┌────────

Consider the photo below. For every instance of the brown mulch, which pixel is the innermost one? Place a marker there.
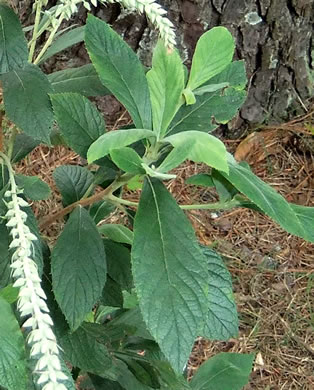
(273, 271)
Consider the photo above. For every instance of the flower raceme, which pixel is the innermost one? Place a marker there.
(31, 299)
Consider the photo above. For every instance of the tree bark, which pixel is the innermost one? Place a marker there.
(274, 37)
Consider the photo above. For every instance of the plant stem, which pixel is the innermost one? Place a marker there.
(33, 41)
(107, 192)
(49, 40)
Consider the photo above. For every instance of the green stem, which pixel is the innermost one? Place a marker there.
(50, 39)
(35, 35)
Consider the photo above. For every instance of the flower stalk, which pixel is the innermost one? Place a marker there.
(31, 299)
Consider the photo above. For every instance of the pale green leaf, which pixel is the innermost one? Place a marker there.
(213, 52)
(166, 84)
(79, 120)
(205, 148)
(78, 267)
(225, 371)
(222, 322)
(119, 69)
(114, 140)
(26, 101)
(174, 302)
(13, 364)
(83, 80)
(13, 45)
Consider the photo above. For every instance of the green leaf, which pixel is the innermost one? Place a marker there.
(213, 52)
(119, 264)
(23, 145)
(112, 294)
(114, 140)
(222, 320)
(72, 181)
(174, 302)
(13, 45)
(82, 350)
(79, 120)
(13, 364)
(166, 84)
(205, 148)
(62, 42)
(124, 78)
(5, 257)
(268, 200)
(128, 160)
(9, 293)
(199, 116)
(117, 233)
(224, 371)
(78, 267)
(33, 187)
(26, 101)
(83, 80)
(201, 179)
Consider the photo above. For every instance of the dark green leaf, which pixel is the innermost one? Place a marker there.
(117, 233)
(23, 145)
(114, 140)
(174, 302)
(79, 120)
(128, 160)
(26, 101)
(5, 258)
(83, 351)
(83, 80)
(72, 181)
(112, 294)
(13, 45)
(222, 320)
(224, 371)
(33, 187)
(78, 267)
(268, 200)
(213, 52)
(13, 362)
(119, 264)
(64, 41)
(124, 78)
(201, 179)
(166, 84)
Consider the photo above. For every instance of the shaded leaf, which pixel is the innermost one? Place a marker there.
(174, 302)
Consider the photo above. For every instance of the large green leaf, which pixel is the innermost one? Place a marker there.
(288, 216)
(167, 254)
(26, 101)
(82, 350)
(224, 371)
(64, 41)
(72, 181)
(33, 187)
(78, 267)
(79, 120)
(166, 84)
(222, 319)
(115, 139)
(215, 105)
(13, 364)
(83, 80)
(5, 258)
(13, 45)
(119, 69)
(214, 51)
(205, 148)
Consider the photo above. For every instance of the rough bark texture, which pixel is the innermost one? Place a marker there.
(273, 36)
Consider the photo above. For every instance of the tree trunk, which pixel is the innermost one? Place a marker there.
(274, 37)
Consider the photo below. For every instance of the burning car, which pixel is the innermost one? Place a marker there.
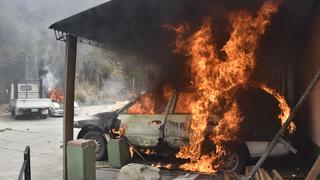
(56, 109)
(163, 127)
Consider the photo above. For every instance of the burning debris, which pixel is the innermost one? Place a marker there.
(217, 75)
(217, 78)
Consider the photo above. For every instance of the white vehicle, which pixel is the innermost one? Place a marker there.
(56, 109)
(26, 98)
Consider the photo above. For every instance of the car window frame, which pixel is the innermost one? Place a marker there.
(124, 109)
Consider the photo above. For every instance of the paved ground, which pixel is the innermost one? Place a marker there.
(44, 136)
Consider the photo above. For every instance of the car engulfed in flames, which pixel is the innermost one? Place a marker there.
(204, 123)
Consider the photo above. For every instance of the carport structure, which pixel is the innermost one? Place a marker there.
(136, 27)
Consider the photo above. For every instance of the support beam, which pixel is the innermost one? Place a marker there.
(314, 173)
(69, 76)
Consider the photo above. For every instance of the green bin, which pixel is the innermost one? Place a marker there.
(118, 153)
(81, 160)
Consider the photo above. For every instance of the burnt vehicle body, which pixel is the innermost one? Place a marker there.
(164, 128)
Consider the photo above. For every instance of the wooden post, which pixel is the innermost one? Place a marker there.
(69, 76)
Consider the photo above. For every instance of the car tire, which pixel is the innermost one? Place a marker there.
(101, 144)
(236, 159)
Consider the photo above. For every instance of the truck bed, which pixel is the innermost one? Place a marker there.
(30, 103)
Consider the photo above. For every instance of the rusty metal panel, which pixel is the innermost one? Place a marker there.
(142, 130)
(175, 130)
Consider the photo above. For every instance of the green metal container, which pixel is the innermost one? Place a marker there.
(81, 160)
(118, 153)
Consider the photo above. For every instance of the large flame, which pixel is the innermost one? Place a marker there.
(284, 107)
(216, 81)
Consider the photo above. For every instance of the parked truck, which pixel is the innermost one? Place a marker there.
(26, 98)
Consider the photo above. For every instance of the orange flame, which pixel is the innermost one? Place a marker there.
(131, 152)
(55, 94)
(217, 79)
(284, 107)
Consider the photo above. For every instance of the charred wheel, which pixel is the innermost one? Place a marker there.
(101, 144)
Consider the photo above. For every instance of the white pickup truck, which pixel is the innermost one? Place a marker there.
(26, 98)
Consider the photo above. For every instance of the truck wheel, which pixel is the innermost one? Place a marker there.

└────────

» EXERCISE DIRECTIONS
Please reproduce the rows starting at the line that contains "green bin, which" and running through the end of the rows, with "innermost" changed to "most central" everywhere and nothing else altered.

» EXPECTED OUTPUT
Consider the photo above. For every instance of the green bin, which pixel is the most central one? Place a marker there.
(118, 153)
(81, 160)
Consider the photo above. For every instance of the burnt vehicle body, which pixel is the most central one? Place a marker there.
(164, 128)
Consider the photo above. For every instance of the wooden post, which pixel is the most central one? Place a marker there.
(69, 76)
Consider the photo above. For every instance of the car tire, which pixel is the most central one? Place a marker there.
(101, 144)
(236, 159)
Consider the photo above. For every instance of the truck bed, which pixel is the most central one? Place a marker there.
(30, 103)
Consider the photo above. For every instance of the rusty metal panel, which pixel is the most central one? Place a marker there.
(142, 130)
(175, 130)
Consider the photo above. For every instance of the green metal container, which pixel is the most central one? Place a marker there.
(81, 160)
(118, 153)
Consider the photo above. For every instance of the large flame, which pixel is the most central one? Place a marker there.
(284, 107)
(216, 81)
Consider the photo above. For every instance of the parked truck, which pixel is the most central one? Place a marker there.
(26, 98)
Consider the photo above. For every instance of the orange flame, which pixel is the most central one? Place a marker there.
(131, 152)
(55, 94)
(217, 79)
(284, 107)
Consider the photo above. For every instance of the charred wheel, which pixel is the most central one? Place a marker there.
(101, 144)
Consider the photo above. For every instance of the white pickup truck, which pixel is the most central one? Place a marker there.
(26, 98)
Consider the photo above. For every instance of the truck wheel, which pixel is the most central one? Place a marker there.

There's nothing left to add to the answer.